Exercise:
Can you reproduce only the data starting at the line containing "Definition for annotators: for every instance of the group" and ending at the line containing "[[14, 271]]", both included, with "thickest part" replaced by "widest part" and everything else unchanged?

Supplied information:
>>

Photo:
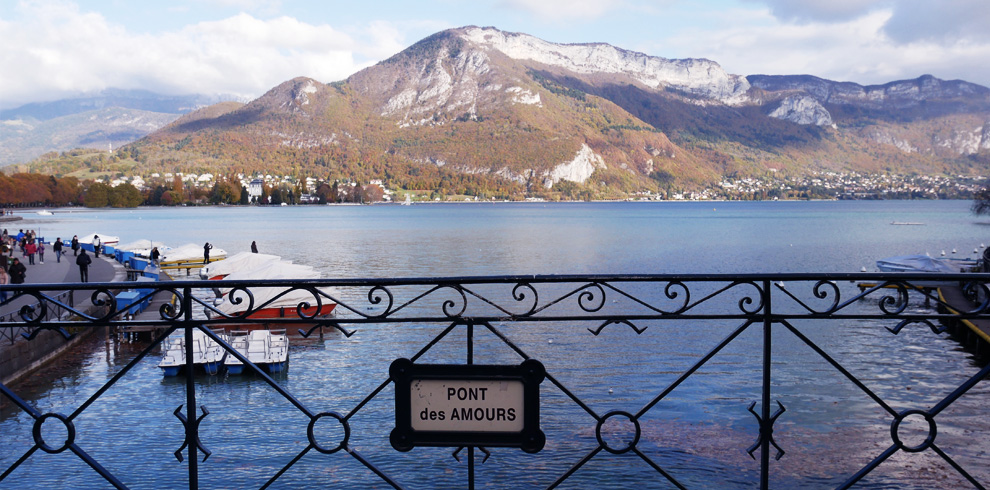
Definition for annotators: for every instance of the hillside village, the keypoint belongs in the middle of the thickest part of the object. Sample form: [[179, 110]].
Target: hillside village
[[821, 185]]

<<
>>

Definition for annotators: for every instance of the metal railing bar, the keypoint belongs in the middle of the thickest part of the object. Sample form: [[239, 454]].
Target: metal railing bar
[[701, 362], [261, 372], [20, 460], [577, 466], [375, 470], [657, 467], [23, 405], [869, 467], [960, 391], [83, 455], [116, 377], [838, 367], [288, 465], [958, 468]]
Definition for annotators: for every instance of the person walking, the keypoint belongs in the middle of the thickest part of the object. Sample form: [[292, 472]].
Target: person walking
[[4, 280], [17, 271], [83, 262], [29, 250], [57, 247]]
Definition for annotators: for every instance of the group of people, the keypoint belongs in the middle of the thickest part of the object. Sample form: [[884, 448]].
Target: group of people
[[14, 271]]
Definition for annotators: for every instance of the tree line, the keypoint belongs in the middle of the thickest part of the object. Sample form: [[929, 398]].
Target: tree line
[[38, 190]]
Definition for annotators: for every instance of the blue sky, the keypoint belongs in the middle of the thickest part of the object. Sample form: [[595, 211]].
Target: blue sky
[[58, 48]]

<<

Full output:
Definition for annotators: for every instance of the group of people, the keypoint belongs in the middle of the widest part of the object. Sample form: [[884, 448]].
Target: group of people
[[14, 271]]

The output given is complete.